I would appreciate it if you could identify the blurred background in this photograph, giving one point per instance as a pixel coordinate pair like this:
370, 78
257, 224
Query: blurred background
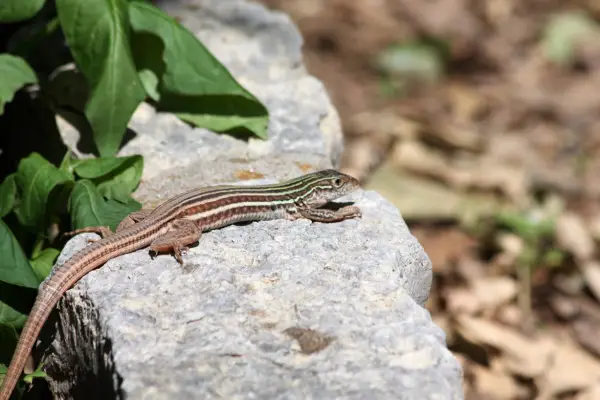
480, 121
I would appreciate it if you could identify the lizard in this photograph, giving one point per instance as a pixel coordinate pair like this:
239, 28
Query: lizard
177, 223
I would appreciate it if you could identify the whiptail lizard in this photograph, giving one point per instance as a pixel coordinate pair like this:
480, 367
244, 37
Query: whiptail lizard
177, 223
************
PROBLEM STATEMENT | Copy the whole listing above word for word but do not carry over the pictures.

PROBLEM SOLUTION |
I would appreciate it if you could identify the blurred background in this photograph, giving one point per instance as a pixel coordinate pair like this:
370, 78
257, 224
Query: blurred background
480, 121
I would appreciate it if you could identify the lizard in this photograph, giving one point per instance as a pixel coordinate pair like this:
239, 28
Query: lizard
177, 223
I would appreciate it if you could identify the whiptail lizard in this photograph, giving one point per instance as a pixel coordinate pair like this:
480, 367
244, 37
Query: whiptail lizard
177, 223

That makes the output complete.